Bay Area Icarus Hosts Ethan Watters For a Discussion About the DSM Gone Global

 

Ethan Watters Icarus Flyer 

               Last week in San Francisco, local author Ethan Watters spoke to a packed room of Icaristas and friends at the California Institute of Integral Studies about his most recent book: Crazy Like Us: The Globalization of the American Psyche. Ethan's book has been a really successful mainstream critique of the Biopsychiatric model and it was a pleasure having him step into the cultural underground of the Icarus Project for the evening to share ideas. It was a lively discussion which you can listen to here (you might have to download Quicktime 7 if it doesn't work -- sorry for the technical difficulties!)

  The event was the second in our speaker series, the first being a discussion in October with Robert Whittaker about his book Anatomy of An Epidemic. Bay Area Icarus is rockin these days with weekly meetings and the organizers group CARIOC (California Icarus Regional Organizing Collective) an anti-oppression training this past Saturday, periodic screenings and community discussions of Crooked Beauty and an upcoming retreat to strategize about the coming year.

Below are some of my favorite quotes from the New York Times article based on Crazy Like Us that was published earlier this year. I highly recommend checking out this book -- it feels like an important one for our movement.

Sascha

For more than a generation now, we in the West have aggressively spread our modern knowledge of mental illness around the world. We have done this in the name of science, believing that our approaches reveal the biological basis of psychic suffering and dispel prescientific myths and harmful stigma. There is now good evidence to suggest that in the process of teaching the rest of the world to think like us, we’ve been exporting our Western “symptom repertoire” as well. That is, we’ve been changing not only the treatments but also the expression of mental illness in other cultures. Indeed, a handful of mental-health disorders — depression, post-traumatic stress disorder and anorexia among them — now appear to be spreading across cultures with the speed of contagious diseases. These symptom clusters are becoming the lingua franca of human suffering, replacing indigenous forms of mental illness....

PROMPT 1: Print the part of the post about the Ethan Watters talk starting at "The event was" and ending at "for our movement.".
PROMPT 2: In the post about the Ethan Watters talk, do these statements agree with the text? (a) The Watters event was the first in the speaker series. (b) The talk took place at the California Institute of Integral Studies. (c) The quoted passage counts anorexia among the disorders spreading across cultures. Answer yes or no for each and quote the words that decide it.
PROMPT 3: List every mental-health disorder that the quoted passage in the post about the Ethan Watters talk names as spreading across cultures.

STORED DATA:

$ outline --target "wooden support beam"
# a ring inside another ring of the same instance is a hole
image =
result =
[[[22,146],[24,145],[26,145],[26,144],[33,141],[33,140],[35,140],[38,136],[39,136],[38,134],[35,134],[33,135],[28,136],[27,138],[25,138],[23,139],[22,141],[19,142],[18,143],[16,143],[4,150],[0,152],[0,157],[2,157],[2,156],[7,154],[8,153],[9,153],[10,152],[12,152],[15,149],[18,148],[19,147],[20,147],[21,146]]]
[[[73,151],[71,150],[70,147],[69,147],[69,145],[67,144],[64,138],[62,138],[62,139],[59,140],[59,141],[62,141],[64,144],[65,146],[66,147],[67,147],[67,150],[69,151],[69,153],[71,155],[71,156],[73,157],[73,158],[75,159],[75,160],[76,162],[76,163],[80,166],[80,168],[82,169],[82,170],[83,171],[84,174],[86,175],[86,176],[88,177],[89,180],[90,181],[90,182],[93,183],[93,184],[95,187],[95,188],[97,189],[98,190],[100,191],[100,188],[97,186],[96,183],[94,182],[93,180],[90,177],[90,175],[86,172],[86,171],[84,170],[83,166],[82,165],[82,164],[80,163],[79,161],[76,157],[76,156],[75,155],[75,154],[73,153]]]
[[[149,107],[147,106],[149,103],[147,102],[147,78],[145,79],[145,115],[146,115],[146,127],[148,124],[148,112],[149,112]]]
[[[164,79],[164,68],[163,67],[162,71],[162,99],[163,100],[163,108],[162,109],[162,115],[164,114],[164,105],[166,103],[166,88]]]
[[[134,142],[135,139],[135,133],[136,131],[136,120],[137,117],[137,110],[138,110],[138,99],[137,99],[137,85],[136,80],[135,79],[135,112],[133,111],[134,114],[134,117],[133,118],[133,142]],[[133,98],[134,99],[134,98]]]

ANSWER SPACE 1:
The event was the second in our speaker series, the first being a discussion in October with Robert Whittaker about his book Anatomy of An Epidemic. Bay Area Icarus is rockin these days with weekly meetings and the organizers group CARIOC (California Icarus Regional Organizing Collective) an anti-oppression training this past Saturday, periodic screenings and community discussions of Crooked Beauty and an upcoming retreat to strategize about the coming year.

Below are some of my favorite quotes from the New York Times article based on Crazy Like Us that was published earlier this year. I highly recommend checking out this book -- it feels like an important one for our movement.

ANSWER SPACE 2:
(a) No: "The event was the second in our speaker series"
(b) Yes: "spoke to a packed room of Icaristas and friends at the California Institute of Integral Studies"
(c) Yes: "depression, post-traumatic stress disorder and anorexia among them"

ANSWER SPACE 3:
- depression
- post-traumatic stress disorder
- anorexia